▶ Job
Please rewrite every line of the entries below, requests included, multiplying each coordinate in the answers by 1.25 and rounding to whole numbers, with halves rounded up. Leave the pictures out of your answer.

▶ Available data
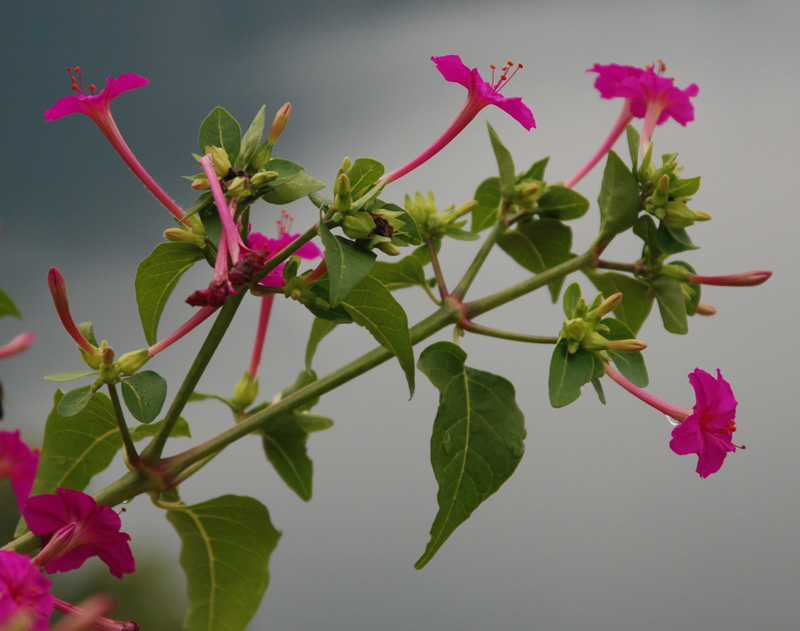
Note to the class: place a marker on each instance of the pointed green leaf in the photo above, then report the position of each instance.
(568, 374)
(670, 303)
(372, 306)
(505, 164)
(156, 277)
(619, 198)
(251, 139)
(348, 264)
(477, 439)
(637, 299)
(7, 306)
(484, 215)
(78, 447)
(226, 545)
(631, 365)
(220, 129)
(319, 329)
(560, 202)
(299, 186)
(144, 394)
(285, 447)
(538, 245)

▶ The answer
Note to the class: place a marker on each instance of the pointed green leaf in the photo above, then report the position of each instance.
(710, 468)
(838, 379)
(465, 383)
(631, 205)
(195, 346)
(774, 248)
(314, 174)
(435, 330)
(596, 549)
(796, 374)
(9, 383)
(605, 269)
(98, 559)
(283, 681)
(789, 456)
(275, 161)
(399, 411)
(700, 253)
(374, 233)
(180, 493)
(356, 559)
(673, 306)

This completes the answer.